# [AIM OF THE EXERCISE]
Write out the passage on Giuliani and conservative voters word for word, from "(3) The Shape" to "things to enumerate.".

# [PAGE]
↓↓↓
To the press, Rudy was one of those terrible people--too quick to defend the police when they were attacked on brutality charges; a fascist, a bully, and a prude. With most pro-choice Republicans, their views on abortion are only one of a set of positions and attitudes that arouse the ire of the base. Giuliani is that very rare animal, a pro-choice Republican who is also the furthest thing possible from a liberal on a wide range of issues (law and order among them). "In case after case, he refused to accept the veto of liberal public opinion," writes John Podhoretz in his New York Post column. "More than any other candidate in the race, Rudy Giuliani is a liberal slayer. When he rejects liberal orthodoxy, which he does often, he doesn't just oppose it. He goes to war with it--total, unconditional war." If you believe that the enemy of your enemy must be your friend, conservatives have no better friend than the mayor, bête noire and scourge of the limousine liberals, the race hustlers, the friends of identity politics, the opponents of capital punishment, the municipal unions, the American Civil Liberties Union, and the New York Times. Some will want him to be president, if only to annoy all these people--a temptation too big to resist.

(3) The Shape of the Field: Strict conservatives are not all that enthralled by any of the three main contenders--Giuliani, John McCain, and Mitt Romney. This is their weakness, but also their strength, as they all tend to give each other cover along with other conservative stars. Did Giuliani leave his first wife? So did McCain. Did he leave his second wife? So did Newt Gingrich. Is he pro-choice and gay-friendly? So was Mitt Romney a scant four years ago. McCain is the only one with a firm pro-life record, but the base doesn't like him for a number of reasons, among them tax cuts, immigration, campaign finance reform, and being used by the press to score points against conservatives on too many things to enumerate.

Some day their prince may come--the conservative who hits all the bases--pro-life, pro-supply side, pro-tax cuts, pro-deregulation, and hawkish in foreign policy--but this day is not it, and that day may never arrive. In this case, as the base will be forced to cut slack to someone on something--on his public stances or his private life, on his past or present positions--they may want to do it for someone who in many ways truly excites them, who bonds with them on many issues, and who, so far at least, leads Hillary Clinton and all other comers in the polls.

(4) Mugged by Reality: After 30-plus years of fierce, intense arguments, much emotion, and many polls taken, both sides in the abortion wars have been mugged by reality, and realize that neither is likely to reach its major goals soon. Dreams of outlawing abortion on the one hand, or, on the other, of seeing it funded, legitimized, and enshrined as an unassailable civil right, have faded in the face of a large and so-far unswayable public opinion that is conflicted, ambivalent, and inclined to punish any political figure it sees as too rigid, too strident, or too eager to go to extremes. For this reason, no politician shrewd enough to make himself president is likely to go on a pro-life or pro-choice crusade. (Like Ronald Reagan before him, George W. Bush addresses the March for Life by phone and long distance; the new Democratic Congress, for its part, has wisely decided to leave the whole issue alone.) With this has come an understanding that, aside from the appointing of judges, and some tinkering with executive orders, the president's role is not large.
↑↑↑
# [PROVIDED MATERIAL]
↓↓↓
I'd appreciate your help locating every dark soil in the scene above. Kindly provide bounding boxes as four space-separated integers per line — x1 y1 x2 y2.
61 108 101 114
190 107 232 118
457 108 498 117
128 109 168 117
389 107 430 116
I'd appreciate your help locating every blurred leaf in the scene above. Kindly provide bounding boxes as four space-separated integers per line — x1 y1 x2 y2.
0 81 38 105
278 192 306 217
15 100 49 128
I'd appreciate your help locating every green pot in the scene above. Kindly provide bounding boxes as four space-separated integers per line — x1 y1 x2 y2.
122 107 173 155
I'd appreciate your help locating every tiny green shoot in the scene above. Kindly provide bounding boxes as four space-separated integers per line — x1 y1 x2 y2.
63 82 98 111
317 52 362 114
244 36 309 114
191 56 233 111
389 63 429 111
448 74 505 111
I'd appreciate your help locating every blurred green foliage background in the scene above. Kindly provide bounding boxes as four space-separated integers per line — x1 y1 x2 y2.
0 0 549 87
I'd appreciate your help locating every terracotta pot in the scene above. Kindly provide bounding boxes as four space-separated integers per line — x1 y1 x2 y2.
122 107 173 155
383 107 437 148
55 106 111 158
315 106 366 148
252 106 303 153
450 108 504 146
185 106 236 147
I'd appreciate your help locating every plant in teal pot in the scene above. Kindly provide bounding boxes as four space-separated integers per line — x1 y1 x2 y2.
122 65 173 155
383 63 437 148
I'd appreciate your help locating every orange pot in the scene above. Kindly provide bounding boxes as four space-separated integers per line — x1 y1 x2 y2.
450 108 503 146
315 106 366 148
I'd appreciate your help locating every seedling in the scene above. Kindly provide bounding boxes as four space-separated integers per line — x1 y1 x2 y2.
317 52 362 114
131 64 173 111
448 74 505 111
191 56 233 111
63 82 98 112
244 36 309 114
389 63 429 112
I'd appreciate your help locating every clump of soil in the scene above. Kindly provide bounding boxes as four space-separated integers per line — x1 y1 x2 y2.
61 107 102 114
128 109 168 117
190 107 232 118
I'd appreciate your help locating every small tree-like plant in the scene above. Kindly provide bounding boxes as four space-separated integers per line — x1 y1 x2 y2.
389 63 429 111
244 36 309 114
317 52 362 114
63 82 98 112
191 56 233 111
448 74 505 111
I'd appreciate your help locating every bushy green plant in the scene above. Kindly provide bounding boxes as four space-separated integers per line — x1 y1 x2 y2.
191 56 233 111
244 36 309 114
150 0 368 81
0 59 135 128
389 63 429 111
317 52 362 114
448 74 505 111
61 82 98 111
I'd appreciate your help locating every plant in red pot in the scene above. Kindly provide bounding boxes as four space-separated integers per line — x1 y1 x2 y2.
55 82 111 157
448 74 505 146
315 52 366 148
↑↑↑
# [RESPONSE TO THE TASK]
(3) The Shape of the Field: Strict conservatives are not all that enthralled by any of the three main contenders--Giuliani, John McCain, and Mitt Romney. This is their weakness, but also their strength, as they all tend to give each other cover along with other conservative stars. Did Giuliani leave his first wife? So did McCain. Did he leave his second wife? So did Newt Gingrich. Is he pro-choice and gay-friendly? So was Mitt Romney a scant four years ago. McCain is the only one with a firm pro-life record, but the base doesn't like him for a number of reasons, among them tax cuts, immigration, campaign finance reform, and being used by the press to score points against conservatives on too many things to enumerate.